Required work: Repeat the entries that follow, exactly as they are written.

Extracted records:
━━━━━━━━━━━━━━━━━━━━━━━━━━━━━━

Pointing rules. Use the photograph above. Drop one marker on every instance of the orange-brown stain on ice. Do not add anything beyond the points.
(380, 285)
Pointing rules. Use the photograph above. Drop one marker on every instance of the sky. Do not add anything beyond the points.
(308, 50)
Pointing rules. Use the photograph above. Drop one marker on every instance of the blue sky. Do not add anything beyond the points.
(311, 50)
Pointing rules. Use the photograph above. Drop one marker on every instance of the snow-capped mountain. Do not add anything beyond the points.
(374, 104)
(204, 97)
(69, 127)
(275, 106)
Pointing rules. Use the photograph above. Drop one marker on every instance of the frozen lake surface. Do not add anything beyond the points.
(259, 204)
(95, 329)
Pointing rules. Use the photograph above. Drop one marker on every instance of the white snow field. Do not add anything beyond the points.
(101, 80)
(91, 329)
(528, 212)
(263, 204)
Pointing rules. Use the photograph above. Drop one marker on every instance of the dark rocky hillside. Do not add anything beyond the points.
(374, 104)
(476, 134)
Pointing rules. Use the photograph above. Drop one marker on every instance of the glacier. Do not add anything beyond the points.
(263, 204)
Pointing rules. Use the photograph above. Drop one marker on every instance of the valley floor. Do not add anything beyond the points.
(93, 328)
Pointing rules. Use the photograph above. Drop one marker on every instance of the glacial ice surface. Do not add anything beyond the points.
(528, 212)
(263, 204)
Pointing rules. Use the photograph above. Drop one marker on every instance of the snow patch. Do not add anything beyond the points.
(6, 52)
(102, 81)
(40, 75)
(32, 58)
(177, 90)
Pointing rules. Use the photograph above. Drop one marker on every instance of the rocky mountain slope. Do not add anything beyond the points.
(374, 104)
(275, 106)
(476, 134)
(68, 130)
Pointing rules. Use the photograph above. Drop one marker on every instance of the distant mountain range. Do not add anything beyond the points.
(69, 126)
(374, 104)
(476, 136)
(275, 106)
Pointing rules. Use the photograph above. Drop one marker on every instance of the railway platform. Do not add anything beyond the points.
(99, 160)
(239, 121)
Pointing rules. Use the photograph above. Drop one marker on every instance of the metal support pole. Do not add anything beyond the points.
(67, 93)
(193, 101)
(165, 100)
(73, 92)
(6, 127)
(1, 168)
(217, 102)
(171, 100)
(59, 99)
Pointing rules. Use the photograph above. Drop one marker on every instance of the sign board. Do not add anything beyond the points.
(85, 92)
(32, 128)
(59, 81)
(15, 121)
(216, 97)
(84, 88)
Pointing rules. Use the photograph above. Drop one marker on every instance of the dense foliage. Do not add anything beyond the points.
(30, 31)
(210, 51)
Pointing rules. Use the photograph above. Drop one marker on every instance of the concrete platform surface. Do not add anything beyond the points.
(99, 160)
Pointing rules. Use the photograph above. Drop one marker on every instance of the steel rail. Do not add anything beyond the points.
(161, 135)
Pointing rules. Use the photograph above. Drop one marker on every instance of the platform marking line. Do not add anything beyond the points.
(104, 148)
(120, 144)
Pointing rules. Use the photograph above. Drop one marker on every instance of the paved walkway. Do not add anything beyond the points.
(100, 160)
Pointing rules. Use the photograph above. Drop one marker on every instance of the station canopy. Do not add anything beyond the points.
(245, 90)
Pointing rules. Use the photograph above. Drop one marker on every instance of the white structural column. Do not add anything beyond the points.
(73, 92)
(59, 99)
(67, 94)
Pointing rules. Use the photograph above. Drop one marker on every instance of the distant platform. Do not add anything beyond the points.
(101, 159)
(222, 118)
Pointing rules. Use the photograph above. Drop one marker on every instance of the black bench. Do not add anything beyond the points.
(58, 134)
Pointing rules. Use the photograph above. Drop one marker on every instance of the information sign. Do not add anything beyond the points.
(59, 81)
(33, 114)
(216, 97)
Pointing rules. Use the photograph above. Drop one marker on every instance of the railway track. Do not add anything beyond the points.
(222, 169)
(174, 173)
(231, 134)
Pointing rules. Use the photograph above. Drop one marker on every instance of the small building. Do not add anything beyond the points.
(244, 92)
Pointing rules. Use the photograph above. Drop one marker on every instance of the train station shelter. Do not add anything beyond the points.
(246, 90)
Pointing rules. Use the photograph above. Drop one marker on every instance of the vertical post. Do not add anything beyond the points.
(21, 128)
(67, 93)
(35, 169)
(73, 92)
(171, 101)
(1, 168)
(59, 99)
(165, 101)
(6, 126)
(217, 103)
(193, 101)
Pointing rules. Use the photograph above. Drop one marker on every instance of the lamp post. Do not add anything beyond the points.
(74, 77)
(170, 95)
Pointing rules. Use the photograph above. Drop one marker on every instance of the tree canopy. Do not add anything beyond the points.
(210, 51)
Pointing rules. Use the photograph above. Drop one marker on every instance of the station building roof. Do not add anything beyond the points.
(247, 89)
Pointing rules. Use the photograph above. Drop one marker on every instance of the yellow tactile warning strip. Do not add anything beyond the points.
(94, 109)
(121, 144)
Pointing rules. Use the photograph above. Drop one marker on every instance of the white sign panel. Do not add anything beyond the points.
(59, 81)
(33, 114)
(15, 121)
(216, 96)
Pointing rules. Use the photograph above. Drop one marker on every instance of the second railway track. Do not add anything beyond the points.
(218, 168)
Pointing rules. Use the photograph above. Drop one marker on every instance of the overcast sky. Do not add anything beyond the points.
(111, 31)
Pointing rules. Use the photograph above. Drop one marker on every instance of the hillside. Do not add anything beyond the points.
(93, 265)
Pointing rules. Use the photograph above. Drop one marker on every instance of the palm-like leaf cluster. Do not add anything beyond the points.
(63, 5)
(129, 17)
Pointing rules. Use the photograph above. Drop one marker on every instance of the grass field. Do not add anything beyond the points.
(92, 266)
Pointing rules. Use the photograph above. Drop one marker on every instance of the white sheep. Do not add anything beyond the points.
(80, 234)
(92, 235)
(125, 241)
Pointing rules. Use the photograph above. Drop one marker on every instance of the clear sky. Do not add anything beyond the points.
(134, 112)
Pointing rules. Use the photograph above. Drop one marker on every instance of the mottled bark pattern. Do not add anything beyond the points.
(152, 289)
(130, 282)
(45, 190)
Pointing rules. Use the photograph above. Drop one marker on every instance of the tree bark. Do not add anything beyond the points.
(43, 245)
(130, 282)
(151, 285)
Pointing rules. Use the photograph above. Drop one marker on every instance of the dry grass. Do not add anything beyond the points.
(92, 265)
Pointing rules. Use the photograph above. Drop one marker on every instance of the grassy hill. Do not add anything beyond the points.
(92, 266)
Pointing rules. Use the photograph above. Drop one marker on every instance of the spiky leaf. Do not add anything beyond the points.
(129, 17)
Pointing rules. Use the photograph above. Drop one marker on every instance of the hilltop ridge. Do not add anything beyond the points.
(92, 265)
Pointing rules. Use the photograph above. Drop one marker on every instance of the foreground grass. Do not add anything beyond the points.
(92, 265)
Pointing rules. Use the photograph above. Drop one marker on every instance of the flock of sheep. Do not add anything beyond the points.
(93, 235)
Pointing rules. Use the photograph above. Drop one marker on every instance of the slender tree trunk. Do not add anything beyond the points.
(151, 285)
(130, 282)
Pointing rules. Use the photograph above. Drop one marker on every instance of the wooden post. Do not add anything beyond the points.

━━━━━━━━━━━━━━━━━━━━━━━━━━━━━━

Your solution:
Pointing rules. Use the photograph above. Drop one marker on every instance of the orange-brown stain on ice. Do not add anything beyond the points.
(380, 285)
Pointing rules. Use the photograph above. Drop one marker on every instance of the sky. Do not add anything beyond the points.
(308, 50)
Pointing rules. Use the photograph above. Drop one marker on every instance of the blue sky. Do not add anything beyond the points.
(311, 50)
Pointing rules. Use the photograph above. Drop one marker on every instance of the snow-capped mountain. Do not add anything beyond the points.
(374, 104)
(204, 97)
(69, 127)
(275, 106)
Pointing rules. Use the photograph above. Drop one marker on every instance of the frozen lake surface. Do not add anything beyond the points.
(259, 204)
(95, 329)
Pointing rules. Use the photograph above. Drop one marker on every instance of the white snow field. Do not add anything beyond the points.
(101, 80)
(91, 329)
(528, 212)
(263, 204)
Pointing rules. Use the photograph above. Drop one marker on every instance of the dark rocky hillside. Do not add anything beyond the points.
(374, 104)
(476, 134)
Pointing rules. Use the photograph above. Drop one marker on every instance of the glacier. Do not add anything beyond the points.
(263, 204)
Pointing rules. Use the photograph above. Drop one marker on every instance of the valley floor. Do not add anything beyond the points.
(93, 328)
Pointing rules. Use the photograph above. Drop one marker on every instance of the glacial ice surface. Do not add anything beyond the points.
(528, 212)
(263, 204)
Pointing rules. Use the photograph above. Drop one marker on every instance of the snow patch. Do not add anything beyond the points.
(6, 52)
(102, 81)
(40, 75)
(32, 58)
(177, 90)
Pointing rules. Use the photograph above. Drop one marker on every instance of the rocky mountain slope. Do not add anything beyond the points.
(374, 104)
(275, 106)
(476, 134)
(68, 130)
Pointing rules. Use the photograph above. Drop one marker on every instance of the distant mountain range. Do not add anything beyond the points.
(69, 126)
(374, 104)
(476, 136)
(275, 106)
Pointing rules. Use the photograph above. Drop one marker on every instance of the railway platform. Do not add anything beyond the points.
(99, 160)
(239, 121)
Pointing rules. Use the photograph above. Drop one marker on every instance of the metal support pole. Do not add anything beyond the points.
(67, 93)
(193, 101)
(165, 100)
(73, 92)
(6, 127)
(1, 168)
(217, 102)
(171, 100)
(59, 99)
Pointing rules. Use the photograph above. Drop one marker on every instance of the sign board. Do not add anything beyond the points.
(85, 92)
(32, 128)
(59, 81)
(15, 121)
(216, 97)
(84, 88)
Pointing rules. Use the photograph above. Drop one marker on every instance of the dense foliage. Do not add anything beyond the points.
(30, 31)
(210, 51)
Pointing rules. Use the photograph above. Drop one marker on every instance of the concrete platform surface. Do not add anything beyond the points.
(99, 160)
Pointing rules. Use the photograph above. Drop one marker on every instance of the steel rail. Do not add anything beyond the points.
(161, 135)
Pointing rules. Use the photograph above. Drop one marker on every instance of the platform marking line. Do not add anything beyond the points.
(104, 148)
(120, 144)
Pointing rules. Use the photograph above. Drop one marker on every instance of the paved walkway. Do not add anything beyond the points.
(100, 160)
Pointing rules. Use the photograph above. Drop one marker on every instance of the station canopy. Do not add anything beyond the points.
(245, 90)
Pointing rules. Use the photograph above. Drop one marker on every instance of the white structural column. Do not add anything beyond the points.
(73, 92)
(59, 99)
(67, 94)
Pointing rules. Use the photograph above. Drop one marker on every instance of the distant platform. Do not add anything beyond the points.
(101, 159)
(222, 118)
Pointing rules. Use the photograph above. Drop one marker on every instance of the black bench. Do not add anything beyond the points.
(58, 134)
Pointing rules. Use the photograph above. Drop one marker on every instance of the information sign. Do not add anything beyond the points.
(59, 81)
(33, 114)
(216, 97)
Pointing rules. Use the photograph above. Drop one marker on every instance of the railway track. Do not add anything beyond the points.
(222, 169)
(174, 173)
(231, 134)
Pointing rules. Use the photograph above. Drop one marker on every instance of the small building. Do not add anything beyond the points.
(244, 92)
Pointing rules. Use the photograph above. Drop one marker on every instance of the train station shelter. Do not add anything beyond the points.
(246, 90)
Pointing rules. Use the photograph above. Drop one marker on every instance of the vertical post. Do not add anything beyond the points.
(21, 128)
(67, 93)
(35, 169)
(73, 92)
(171, 101)
(1, 168)
(59, 99)
(165, 101)
(6, 126)
(217, 103)
(193, 101)
Pointing rules. Use the photograph above. Drop one marker on every instance of the lamp post. Do not add anything beyond the points.
(74, 77)
(170, 95)
Pointing rules. Use the photograph above. Drop one marker on every instance of the tree canopy. Do not add anything beyond the points.
(210, 51)
Pointing rules. Use the photograph above. Drop one marker on every instance of the station building roof. Do not add anything beyond the points.
(247, 89)
Pointing rules. Use the photograph above. Drop one marker on every instance of the yellow tactile warning strip. Do not add anything beyond the points.
(94, 109)
(121, 144)
Pointing rules. Use the photograph above. Drop one marker on every instance of the white sign panel. Do not add anything beyond the points.
(59, 81)
(33, 114)
(15, 121)
(216, 96)
Pointing rules. Use the photograph above. Drop one marker on every instance of the second railway track. Do not add anything beyond the points.
(218, 168)
Pointing rules. Use the photograph above. Drop one marker on every instance of the overcast sky. Do not add anything beyond the points.
(111, 31)
Pointing rules. Use the photograph above. Drop one marker on every instance of the hillside. Do not add anything beyond the points.
(93, 265)
Pointing rules. Use the photograph above. Drop one marker on every instance of the palm-like leaf cluster. Do not add anything beyond the points.
(63, 5)
(129, 17)
Pointing rules. Use the photograph above. Drop one marker on every instance of the grass field. Do not add anything beyond the points.
(92, 266)
Pointing rules. Use the photograph above. Drop one marker on every instance of the white sheep. Do not add anything beyond the points.
(80, 234)
(92, 235)
(125, 241)
Pointing rules. Use the photograph above. Drop one marker on every instance of the clear sky. Do not add anything beyond the points.
(134, 112)
Pointing rules. Use the photograph above. Drop one marker on every instance of the mottled bark pattern. Do not add anything beyond the points.
(152, 289)
(130, 282)
(45, 190)
Pointing rules. Use the photograph above. Drop one marker on every instance of the tree bark. Do not add anything beyond the points.
(43, 245)
(130, 282)
(151, 285)
Pointing rules. Use the photograph above. Drop one marker on every instance of the dry grass. Do not add anything beyond the points.
(92, 265)
Pointing rules. Use the photograph above. Drop one marker on every instance of the grassy hill. Do not add anything beyond the points.
(92, 266)
Pointing rules. Use the photograph above. Drop one marker on every instance of the spiky leaf. Do not add anything beyond the points.
(129, 17)
Pointing rules. Use the photograph above. Drop one marker on every instance of the hilltop ridge. Do not add anything beyond the points.
(92, 265)
Pointing rules. Use the photograph above. Drop one marker on every instance of the foreground grass. Do not add anything beyond the points.
(92, 265)
Pointing rules. Use the photograph above. Drop one marker on every instance of the flock of sheep. Do not add anything beyond the points.
(93, 235)
Pointing rules. Use the photograph above. Drop one marker on every instance of the slender tree trunk. Do not add anything beyond the points.
(151, 285)
(130, 282)
Pointing rules. Use the photograph above. Drop one marker on every instance of the wooden post. Do not add anything beyond the points.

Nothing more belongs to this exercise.